== Your task ==
Pick out each line in the records below that contains the word "shamrock", and copy those lines.

== Records from a collection ==
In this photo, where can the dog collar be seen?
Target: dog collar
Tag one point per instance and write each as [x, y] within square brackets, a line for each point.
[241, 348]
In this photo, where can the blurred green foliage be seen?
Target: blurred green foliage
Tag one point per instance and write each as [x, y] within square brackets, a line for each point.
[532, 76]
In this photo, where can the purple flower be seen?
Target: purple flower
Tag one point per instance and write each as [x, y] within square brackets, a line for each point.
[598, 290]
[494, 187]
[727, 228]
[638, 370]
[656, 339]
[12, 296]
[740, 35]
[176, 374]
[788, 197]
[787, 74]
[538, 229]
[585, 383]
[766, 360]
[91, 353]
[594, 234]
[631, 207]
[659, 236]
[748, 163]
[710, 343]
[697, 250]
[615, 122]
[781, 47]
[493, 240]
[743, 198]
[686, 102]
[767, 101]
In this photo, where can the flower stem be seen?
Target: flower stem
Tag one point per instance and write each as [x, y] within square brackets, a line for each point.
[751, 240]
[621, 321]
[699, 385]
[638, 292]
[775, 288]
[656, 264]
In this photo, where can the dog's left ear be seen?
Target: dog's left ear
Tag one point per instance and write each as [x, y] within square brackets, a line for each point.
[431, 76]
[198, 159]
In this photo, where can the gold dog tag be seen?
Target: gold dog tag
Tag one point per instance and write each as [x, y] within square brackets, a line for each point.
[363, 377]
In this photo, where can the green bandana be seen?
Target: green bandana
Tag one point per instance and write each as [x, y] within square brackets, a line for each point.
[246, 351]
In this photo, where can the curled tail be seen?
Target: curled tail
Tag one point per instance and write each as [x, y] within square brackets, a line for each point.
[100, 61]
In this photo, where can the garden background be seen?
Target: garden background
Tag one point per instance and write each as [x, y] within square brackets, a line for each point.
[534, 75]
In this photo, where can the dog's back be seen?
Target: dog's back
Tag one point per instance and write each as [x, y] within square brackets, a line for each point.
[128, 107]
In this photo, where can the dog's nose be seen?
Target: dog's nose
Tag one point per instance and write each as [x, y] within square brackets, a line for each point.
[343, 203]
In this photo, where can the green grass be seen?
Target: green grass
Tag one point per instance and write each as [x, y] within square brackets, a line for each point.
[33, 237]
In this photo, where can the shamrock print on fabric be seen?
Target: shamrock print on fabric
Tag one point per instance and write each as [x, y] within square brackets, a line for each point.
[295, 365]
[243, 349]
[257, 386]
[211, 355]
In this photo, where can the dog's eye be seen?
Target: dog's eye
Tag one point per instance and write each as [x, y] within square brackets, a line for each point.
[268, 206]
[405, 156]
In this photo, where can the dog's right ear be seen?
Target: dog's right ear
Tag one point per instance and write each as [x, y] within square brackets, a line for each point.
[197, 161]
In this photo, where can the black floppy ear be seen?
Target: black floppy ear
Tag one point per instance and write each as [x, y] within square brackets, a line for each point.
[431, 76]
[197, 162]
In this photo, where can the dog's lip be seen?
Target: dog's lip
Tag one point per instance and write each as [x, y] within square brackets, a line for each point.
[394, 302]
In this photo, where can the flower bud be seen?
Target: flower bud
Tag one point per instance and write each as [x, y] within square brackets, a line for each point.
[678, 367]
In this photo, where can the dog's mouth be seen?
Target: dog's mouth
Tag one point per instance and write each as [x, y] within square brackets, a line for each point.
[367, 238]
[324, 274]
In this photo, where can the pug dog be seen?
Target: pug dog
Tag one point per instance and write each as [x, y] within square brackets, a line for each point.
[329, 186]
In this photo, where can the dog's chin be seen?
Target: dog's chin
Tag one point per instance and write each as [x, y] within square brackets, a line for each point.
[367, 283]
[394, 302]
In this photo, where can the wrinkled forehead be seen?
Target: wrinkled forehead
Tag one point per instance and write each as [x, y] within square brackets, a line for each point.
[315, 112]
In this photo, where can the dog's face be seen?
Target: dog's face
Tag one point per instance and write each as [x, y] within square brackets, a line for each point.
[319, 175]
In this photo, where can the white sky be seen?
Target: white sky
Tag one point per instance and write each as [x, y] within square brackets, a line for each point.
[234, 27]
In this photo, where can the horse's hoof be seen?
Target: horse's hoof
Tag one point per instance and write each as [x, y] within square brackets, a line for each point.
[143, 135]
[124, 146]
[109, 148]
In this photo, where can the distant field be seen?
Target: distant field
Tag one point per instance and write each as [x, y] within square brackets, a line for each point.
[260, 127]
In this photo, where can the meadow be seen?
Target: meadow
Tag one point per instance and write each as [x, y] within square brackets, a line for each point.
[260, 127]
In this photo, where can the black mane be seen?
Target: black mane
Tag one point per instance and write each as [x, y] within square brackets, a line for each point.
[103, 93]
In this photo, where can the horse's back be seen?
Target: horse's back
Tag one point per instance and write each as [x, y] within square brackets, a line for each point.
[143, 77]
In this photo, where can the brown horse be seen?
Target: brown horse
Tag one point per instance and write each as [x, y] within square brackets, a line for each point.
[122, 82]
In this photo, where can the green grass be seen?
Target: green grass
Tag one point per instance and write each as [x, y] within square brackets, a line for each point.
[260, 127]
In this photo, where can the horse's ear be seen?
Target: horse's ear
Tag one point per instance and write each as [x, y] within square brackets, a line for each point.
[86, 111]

---

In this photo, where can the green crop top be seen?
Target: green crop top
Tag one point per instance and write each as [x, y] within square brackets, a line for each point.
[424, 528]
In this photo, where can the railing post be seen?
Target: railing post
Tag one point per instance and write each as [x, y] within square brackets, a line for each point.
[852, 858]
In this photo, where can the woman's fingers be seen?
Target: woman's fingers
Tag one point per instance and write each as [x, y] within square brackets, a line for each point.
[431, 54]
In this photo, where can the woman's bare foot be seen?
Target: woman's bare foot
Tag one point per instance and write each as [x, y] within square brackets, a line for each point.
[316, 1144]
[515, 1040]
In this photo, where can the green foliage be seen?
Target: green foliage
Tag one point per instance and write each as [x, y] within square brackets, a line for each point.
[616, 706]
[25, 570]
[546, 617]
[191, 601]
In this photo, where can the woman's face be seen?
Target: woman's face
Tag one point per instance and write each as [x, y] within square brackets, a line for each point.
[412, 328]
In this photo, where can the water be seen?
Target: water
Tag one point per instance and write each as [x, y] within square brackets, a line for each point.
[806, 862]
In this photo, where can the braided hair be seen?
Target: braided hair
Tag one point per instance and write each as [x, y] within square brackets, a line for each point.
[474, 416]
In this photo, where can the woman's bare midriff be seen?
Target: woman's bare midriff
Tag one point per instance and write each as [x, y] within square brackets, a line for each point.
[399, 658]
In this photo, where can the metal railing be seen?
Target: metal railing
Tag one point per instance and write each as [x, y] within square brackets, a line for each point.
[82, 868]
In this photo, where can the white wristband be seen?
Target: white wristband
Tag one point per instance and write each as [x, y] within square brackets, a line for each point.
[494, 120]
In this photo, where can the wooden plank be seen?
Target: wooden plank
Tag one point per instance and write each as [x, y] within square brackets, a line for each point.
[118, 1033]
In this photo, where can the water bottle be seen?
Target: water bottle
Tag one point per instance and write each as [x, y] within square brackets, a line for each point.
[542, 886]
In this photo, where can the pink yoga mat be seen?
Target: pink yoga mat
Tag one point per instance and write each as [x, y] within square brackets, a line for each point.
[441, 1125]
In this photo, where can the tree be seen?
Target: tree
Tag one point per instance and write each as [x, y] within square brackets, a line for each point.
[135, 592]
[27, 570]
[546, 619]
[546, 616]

== Exercise solution ==
In this photo, where can the shamrock print on fabric be seen?
Target: shamrock print on fabric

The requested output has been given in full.